━━━━━ Entries provided ━━━━━
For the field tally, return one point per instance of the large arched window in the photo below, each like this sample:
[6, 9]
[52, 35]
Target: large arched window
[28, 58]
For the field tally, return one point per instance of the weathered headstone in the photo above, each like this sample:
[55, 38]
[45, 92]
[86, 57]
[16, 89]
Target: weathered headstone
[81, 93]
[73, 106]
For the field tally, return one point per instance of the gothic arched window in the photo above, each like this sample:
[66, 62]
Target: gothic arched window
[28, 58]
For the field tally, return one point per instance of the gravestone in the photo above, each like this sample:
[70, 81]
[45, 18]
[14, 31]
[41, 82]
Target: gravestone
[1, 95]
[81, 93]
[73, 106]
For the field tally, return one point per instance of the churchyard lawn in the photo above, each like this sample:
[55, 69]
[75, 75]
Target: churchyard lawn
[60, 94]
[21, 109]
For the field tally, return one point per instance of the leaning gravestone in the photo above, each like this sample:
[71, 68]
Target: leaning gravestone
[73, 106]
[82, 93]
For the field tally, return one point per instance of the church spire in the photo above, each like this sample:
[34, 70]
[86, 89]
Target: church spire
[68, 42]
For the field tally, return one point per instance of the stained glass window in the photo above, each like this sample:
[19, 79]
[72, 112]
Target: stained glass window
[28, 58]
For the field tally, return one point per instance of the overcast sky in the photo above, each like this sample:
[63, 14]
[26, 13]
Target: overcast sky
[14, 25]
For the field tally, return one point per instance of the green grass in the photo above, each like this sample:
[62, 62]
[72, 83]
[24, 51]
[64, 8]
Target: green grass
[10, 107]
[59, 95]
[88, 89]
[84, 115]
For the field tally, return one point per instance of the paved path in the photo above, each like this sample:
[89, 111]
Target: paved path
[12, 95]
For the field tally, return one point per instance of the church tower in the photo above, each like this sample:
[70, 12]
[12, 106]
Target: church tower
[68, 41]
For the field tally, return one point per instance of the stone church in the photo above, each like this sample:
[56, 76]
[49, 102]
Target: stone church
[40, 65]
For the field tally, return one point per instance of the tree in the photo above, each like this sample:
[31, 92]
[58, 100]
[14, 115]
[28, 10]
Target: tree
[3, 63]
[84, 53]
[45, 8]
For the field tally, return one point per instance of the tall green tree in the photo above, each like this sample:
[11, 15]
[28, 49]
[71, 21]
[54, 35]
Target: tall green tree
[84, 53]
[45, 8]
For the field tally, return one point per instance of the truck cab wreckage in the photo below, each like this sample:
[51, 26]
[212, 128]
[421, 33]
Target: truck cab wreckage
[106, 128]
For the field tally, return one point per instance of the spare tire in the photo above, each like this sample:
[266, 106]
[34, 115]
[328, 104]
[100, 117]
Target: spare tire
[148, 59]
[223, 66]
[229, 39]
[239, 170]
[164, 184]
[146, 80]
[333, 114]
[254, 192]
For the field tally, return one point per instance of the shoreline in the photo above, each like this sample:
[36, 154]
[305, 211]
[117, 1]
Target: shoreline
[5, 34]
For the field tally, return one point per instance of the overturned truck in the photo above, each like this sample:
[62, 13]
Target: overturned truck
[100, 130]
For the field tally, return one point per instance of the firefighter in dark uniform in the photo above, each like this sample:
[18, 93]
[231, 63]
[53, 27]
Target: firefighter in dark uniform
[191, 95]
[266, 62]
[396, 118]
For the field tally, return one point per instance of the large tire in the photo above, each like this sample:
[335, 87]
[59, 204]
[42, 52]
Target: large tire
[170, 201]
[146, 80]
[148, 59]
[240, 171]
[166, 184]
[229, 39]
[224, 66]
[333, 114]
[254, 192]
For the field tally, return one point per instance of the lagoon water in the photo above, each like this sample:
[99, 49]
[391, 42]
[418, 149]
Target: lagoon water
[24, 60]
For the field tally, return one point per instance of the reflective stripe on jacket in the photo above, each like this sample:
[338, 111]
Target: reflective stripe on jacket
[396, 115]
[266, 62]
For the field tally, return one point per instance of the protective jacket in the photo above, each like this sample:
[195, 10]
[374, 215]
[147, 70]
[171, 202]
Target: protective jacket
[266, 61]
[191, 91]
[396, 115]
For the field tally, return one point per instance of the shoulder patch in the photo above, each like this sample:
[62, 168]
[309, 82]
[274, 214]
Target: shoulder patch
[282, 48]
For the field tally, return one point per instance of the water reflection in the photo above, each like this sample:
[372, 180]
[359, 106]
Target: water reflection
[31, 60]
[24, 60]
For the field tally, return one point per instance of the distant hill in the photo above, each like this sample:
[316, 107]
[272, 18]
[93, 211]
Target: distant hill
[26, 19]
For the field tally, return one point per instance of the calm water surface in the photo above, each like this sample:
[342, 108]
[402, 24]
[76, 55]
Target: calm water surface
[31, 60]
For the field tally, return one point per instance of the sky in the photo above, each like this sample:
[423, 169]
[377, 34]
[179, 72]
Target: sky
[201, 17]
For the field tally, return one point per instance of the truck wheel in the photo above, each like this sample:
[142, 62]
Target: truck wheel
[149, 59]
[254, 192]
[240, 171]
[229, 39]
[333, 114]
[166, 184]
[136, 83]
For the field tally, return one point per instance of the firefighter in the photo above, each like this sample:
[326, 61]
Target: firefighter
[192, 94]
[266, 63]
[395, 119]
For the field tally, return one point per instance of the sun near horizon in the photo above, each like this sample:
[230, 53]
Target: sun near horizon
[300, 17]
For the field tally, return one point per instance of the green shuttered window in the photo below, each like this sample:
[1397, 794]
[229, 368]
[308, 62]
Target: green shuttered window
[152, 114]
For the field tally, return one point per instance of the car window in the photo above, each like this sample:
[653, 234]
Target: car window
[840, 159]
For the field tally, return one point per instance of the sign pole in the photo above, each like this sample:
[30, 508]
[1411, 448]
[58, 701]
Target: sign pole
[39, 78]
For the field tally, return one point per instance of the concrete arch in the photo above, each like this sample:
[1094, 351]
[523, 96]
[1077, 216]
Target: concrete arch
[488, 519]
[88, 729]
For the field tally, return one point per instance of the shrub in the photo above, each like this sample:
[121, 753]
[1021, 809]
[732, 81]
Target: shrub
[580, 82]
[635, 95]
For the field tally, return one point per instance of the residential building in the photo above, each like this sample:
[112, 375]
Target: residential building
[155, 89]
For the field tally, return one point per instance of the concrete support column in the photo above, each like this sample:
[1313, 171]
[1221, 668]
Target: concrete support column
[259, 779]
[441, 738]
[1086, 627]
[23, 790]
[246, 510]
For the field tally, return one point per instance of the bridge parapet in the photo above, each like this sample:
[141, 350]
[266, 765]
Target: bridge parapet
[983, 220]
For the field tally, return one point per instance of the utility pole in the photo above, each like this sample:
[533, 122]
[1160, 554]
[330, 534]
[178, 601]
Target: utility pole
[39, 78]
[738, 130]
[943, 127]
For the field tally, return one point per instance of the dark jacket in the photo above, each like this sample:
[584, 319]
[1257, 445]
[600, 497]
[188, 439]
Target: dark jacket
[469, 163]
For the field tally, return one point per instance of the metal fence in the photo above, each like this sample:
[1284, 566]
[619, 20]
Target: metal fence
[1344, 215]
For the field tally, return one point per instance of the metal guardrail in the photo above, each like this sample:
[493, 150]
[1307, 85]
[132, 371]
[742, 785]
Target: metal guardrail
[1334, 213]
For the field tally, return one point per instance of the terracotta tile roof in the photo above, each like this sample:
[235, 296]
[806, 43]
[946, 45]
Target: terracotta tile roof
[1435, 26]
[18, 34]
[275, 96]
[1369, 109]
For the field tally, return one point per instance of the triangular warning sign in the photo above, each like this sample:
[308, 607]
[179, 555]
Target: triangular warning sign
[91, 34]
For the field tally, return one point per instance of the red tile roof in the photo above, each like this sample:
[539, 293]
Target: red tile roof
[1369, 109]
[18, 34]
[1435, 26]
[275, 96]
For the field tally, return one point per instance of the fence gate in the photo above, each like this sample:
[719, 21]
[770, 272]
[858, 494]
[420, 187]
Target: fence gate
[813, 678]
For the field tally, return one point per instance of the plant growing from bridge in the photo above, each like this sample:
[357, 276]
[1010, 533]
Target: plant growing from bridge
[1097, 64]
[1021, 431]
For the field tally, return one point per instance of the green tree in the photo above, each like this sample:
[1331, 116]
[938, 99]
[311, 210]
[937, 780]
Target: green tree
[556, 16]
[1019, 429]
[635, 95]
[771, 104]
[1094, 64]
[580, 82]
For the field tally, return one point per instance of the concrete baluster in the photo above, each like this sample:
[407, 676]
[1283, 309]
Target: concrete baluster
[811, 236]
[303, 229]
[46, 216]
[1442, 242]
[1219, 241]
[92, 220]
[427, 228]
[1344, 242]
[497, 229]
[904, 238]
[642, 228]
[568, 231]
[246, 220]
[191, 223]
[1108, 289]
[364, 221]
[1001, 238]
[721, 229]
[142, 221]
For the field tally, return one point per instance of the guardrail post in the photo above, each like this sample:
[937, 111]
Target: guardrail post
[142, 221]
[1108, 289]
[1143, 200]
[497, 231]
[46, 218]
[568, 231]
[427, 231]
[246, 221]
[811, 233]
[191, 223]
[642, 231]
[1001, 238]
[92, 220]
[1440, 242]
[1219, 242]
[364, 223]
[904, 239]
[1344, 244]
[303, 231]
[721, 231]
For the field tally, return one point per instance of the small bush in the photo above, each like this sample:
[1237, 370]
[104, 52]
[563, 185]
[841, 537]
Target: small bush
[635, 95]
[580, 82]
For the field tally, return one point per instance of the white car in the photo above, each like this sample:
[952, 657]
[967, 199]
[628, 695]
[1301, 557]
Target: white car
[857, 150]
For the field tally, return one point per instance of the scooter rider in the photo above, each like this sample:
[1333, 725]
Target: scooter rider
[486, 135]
━━━━━
Please write out again the lines between the one holding "of the plant" and the one holding "[1021, 431]", inclusive, shifting each answer coordinate by adding 140 to both of its numbers. Leave every other number as it stands.

For the field tally, return one point per instance of the plant growing from bridge in the photo above, each like this sample:
[357, 276]
[1010, 533]
Target: plant growing from bridge
[1237, 204]
[1161, 571]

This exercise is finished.